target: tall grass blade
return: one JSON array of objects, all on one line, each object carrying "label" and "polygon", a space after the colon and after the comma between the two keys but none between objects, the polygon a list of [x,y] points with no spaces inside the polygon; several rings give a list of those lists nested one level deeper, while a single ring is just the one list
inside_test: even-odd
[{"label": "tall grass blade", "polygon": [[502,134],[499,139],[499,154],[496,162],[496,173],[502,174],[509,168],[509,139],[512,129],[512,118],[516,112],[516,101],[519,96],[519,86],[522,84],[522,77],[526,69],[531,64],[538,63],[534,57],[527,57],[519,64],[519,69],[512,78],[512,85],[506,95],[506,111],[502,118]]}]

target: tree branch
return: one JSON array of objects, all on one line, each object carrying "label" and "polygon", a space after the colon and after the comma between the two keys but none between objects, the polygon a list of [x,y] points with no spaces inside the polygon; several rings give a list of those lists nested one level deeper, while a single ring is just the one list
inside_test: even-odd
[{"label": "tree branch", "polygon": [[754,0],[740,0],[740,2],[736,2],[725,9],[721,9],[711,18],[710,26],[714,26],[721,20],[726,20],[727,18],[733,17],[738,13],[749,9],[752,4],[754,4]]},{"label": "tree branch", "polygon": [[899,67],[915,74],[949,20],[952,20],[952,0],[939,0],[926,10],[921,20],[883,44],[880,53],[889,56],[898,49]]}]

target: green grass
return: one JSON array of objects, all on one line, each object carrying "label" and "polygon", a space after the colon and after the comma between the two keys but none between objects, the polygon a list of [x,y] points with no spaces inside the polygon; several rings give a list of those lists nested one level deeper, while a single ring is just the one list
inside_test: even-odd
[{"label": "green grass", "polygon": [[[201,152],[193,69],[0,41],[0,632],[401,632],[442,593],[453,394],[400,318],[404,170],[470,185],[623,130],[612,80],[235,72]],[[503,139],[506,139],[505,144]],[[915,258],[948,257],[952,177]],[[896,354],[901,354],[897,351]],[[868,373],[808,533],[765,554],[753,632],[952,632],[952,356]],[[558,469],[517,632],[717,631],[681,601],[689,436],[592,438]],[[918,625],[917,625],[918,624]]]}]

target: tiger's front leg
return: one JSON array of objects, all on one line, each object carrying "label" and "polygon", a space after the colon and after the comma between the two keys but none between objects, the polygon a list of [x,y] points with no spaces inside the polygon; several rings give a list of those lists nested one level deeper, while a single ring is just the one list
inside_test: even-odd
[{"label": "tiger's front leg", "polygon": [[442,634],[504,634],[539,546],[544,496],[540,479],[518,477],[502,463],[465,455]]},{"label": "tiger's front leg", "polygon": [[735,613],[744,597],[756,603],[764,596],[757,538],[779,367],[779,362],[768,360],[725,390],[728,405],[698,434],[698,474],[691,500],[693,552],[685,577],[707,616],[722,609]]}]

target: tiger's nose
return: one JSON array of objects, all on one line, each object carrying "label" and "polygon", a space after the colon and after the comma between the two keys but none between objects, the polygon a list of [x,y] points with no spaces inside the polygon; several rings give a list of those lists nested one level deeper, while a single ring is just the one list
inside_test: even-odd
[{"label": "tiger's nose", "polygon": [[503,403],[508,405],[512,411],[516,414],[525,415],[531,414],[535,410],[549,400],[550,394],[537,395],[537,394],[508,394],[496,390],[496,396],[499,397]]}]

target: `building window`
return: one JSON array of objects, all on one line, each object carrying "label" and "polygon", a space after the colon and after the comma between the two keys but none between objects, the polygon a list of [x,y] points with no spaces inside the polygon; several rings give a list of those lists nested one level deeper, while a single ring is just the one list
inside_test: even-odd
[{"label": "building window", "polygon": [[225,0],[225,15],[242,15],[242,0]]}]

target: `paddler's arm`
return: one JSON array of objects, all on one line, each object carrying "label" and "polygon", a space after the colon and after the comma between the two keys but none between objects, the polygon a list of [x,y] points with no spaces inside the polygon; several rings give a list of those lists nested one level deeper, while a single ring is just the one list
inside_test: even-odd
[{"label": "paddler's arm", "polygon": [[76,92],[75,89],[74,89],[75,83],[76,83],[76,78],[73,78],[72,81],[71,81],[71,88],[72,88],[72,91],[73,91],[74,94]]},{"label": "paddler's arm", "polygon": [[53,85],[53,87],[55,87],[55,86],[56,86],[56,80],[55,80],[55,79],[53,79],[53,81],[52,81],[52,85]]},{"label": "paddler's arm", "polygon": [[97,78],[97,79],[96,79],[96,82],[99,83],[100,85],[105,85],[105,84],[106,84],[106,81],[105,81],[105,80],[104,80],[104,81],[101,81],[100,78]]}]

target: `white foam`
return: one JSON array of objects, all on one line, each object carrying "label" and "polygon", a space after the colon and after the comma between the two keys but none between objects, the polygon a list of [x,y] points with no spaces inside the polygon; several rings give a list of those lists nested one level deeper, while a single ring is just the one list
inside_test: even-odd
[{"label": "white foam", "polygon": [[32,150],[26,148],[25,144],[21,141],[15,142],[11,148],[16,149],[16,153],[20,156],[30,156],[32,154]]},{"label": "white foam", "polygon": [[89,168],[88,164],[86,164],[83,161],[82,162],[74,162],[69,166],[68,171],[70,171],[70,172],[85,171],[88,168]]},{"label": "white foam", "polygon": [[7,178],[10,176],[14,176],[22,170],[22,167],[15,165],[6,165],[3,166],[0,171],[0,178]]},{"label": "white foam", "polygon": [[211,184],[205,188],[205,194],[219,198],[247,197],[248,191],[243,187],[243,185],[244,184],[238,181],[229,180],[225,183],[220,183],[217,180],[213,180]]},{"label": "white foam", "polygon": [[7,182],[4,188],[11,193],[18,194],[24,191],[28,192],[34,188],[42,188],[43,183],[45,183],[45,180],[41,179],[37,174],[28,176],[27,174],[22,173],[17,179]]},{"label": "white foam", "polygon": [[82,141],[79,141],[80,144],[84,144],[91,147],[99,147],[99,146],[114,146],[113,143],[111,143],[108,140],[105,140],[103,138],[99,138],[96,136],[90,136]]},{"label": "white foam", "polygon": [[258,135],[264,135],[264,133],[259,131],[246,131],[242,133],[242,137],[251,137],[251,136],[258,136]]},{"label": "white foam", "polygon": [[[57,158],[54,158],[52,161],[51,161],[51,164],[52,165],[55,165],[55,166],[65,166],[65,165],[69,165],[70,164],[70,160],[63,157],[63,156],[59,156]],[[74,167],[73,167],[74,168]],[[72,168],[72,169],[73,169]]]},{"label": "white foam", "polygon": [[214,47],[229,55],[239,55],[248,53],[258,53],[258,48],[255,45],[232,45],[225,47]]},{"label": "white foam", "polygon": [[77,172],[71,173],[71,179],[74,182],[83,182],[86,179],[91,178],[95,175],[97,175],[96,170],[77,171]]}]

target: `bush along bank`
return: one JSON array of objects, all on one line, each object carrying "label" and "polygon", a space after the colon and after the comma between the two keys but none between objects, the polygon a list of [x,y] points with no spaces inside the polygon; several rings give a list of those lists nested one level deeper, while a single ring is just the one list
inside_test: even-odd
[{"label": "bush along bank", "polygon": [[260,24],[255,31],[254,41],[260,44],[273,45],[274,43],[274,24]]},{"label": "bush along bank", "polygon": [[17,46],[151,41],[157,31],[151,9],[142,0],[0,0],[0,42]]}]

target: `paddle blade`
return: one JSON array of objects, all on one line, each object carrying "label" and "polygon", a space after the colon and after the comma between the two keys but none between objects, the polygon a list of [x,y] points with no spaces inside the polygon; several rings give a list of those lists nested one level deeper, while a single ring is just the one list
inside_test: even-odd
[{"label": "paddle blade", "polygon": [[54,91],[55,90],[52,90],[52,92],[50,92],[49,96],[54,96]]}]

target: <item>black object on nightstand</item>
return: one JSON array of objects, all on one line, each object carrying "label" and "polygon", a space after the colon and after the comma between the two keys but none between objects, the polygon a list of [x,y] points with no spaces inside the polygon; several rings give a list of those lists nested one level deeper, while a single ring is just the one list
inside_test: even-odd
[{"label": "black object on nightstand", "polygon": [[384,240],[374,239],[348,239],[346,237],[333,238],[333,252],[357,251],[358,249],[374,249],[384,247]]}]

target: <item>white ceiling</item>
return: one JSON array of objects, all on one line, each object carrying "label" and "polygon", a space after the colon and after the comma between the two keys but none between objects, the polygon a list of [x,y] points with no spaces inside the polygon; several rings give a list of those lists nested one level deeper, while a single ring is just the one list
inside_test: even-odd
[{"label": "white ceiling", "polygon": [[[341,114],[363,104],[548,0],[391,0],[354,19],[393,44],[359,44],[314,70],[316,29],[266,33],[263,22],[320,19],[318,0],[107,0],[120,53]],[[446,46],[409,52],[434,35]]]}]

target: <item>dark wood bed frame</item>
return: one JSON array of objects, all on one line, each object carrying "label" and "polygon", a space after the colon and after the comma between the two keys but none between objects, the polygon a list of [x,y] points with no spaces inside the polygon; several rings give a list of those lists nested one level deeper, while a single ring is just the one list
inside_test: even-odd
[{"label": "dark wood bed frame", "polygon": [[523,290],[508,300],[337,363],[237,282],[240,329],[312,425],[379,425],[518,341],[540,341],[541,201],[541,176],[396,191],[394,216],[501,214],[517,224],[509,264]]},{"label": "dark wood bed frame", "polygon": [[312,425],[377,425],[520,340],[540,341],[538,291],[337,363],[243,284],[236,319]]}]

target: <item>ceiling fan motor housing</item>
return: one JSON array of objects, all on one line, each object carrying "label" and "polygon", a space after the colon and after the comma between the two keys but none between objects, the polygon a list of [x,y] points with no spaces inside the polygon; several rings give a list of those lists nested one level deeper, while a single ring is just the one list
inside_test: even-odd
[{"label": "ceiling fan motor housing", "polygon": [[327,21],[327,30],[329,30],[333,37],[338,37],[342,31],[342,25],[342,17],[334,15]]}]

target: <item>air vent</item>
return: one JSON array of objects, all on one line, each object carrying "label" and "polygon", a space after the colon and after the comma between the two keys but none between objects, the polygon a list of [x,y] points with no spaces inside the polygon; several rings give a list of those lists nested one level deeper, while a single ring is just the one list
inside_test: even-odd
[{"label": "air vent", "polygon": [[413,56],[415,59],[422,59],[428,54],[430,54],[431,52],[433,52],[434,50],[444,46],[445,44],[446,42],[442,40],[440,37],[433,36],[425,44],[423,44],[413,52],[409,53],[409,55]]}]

============================================================

▶ TASK TO CARRY OUT:
Retype, in the same exact form, the lines of the material above from the line holding "target: tree branch" through the line holding "target: green grass".

▶ RESPONSE TO THE EXERCISE:
target: tree branch
return: one JSON array of objects, all on one line, each object carrying "label" and "polygon", a space after the colon and after the comma between the two keys but none between objects, the polygon a list of [x,y] points with no spaces inside the polygon; several rings give a list of those lists nested one level deeper, while a single ring is just the one list
inside_test: even-odd
[{"label": "tree branch", "polygon": [[754,0],[740,0],[740,2],[736,2],[725,9],[721,9],[711,18],[710,26],[714,26],[721,20],[726,20],[727,18],[733,17],[738,13],[749,9],[752,4],[754,4]]},{"label": "tree branch", "polygon": [[899,67],[915,74],[949,20],[952,20],[952,0],[939,0],[926,10],[921,20],[883,44],[880,53],[889,56],[898,49]]}]

target: green grass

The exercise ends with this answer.